Exercise passage:
────────
These extreme events are just a few of the hundreds of individual examples cited in Parker’s deeply learned history of the period. “Global Crisis” was published this spring by Yale University Press.
Parker is best known as a military historian specializing in the Thirty Years War, the conflict that ripped apart Germany between 1618 and 1648, killing maybe one-third of the population by violence, hunger and disease.
Now in a hugely ambitious, late-career work spanning the entire globe, he synthesizes the horrifying violence that erupted across Eurasia during the coldest and hungriest years of the Little Ice Age: the overthrow of China’s Ming Dynasty and conquest of the world’s most populous country by invaders from Manchuria; civil wars in Iran and northern India; the collapse of Ottoman power; pogroms against the Jews of Ukraine, the worst mass killing of Jews between the Crusades and the Holocaust; New England’s merciless war upon the Pequot Indians; the destruction of Poland, till then Europe’s largest state; the Fronde rebellion in France; the English civil war; Oliver Cromwell’s rampage through Ireland; the successful Portuguese and doomed Catalonian rebellion against the Spanish Empire—all of it accompanied by pestilence and famines, culminating in the last great bubonic plague epidemic in European history in the 1660s.
Europe enjoyed only three years of complete peace between 1600 and 1700.
Historians are familiar with the statistic that one-third of Germans died during the Thirty Years War. Parker suggests that this figure could be extended across almost the whole landmass from Lisbon to the Pacific, with China suffering most and worst.
────────
Dataset content:
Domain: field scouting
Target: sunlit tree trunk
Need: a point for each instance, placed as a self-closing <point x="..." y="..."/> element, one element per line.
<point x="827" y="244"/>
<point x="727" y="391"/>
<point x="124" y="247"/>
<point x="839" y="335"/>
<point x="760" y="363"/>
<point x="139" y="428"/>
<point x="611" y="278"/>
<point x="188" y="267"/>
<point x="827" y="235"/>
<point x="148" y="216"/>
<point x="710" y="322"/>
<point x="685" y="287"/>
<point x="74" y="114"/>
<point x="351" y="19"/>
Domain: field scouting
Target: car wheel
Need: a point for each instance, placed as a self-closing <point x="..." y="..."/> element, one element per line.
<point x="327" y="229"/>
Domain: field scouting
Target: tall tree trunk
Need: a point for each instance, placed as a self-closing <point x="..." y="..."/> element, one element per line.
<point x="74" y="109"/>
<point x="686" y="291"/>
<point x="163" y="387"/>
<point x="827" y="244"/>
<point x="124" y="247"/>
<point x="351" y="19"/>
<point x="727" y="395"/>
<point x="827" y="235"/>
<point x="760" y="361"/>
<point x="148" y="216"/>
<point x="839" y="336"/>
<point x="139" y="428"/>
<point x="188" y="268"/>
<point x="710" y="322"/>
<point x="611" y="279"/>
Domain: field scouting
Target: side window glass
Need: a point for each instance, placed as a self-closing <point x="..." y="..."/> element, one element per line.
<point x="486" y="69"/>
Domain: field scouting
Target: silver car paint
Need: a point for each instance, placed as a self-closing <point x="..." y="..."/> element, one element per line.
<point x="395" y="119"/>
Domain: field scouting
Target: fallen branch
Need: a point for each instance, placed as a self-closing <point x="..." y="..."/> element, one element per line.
────────
Check your understanding:
**A)** Answer these about the passage on Parker's history of the seventeenth-century crisis:
(i) Which press published "Global Crisis"?
(ii) Between which years was the Thirty Years War fought?
(iii) How many years of complete peace did Europe have between 1600 and 1700?
**B)** Please carry the passage on Parker's history of the seventeenth-century crisis forward from its last sentence.
The data has no connection to the text.

Answers by task:
**A)**
(i) Yale University Press
(ii) 1618 and 1648
(iii) Three

**B)**
The Little Ice Age was obviously not man-made. The sun emitted a little less energy in the 17th century than we are used to, and more volcanoes erupted than usual. For tens of millions of human beings, the consequences of these unexpected events was miserable and fatal: death by violence, death by disease, death by hunger.
Parker hammers home the lesson again and again: What matters most about climate change is not how it is caused, but how fast it takes place.
Our contemporary debates over climate all seem to take for granted that change will unfold gradually over the next century, granting us all plenty of warning and time to react.
In the 17th century, the catastrophe arrived astonishingly fast—in one human lifetime—and human beings adapted by dying in droves.
There is in Parker’s telling only one exception to the unhappy story: the Japan of the shoguns, where effective leaders found ways to manage and mitigate disasters they could not understand.
If preparedness for the worst was possible for some human beings in those prescientific days, surely it is possible for more of us in our advanced age?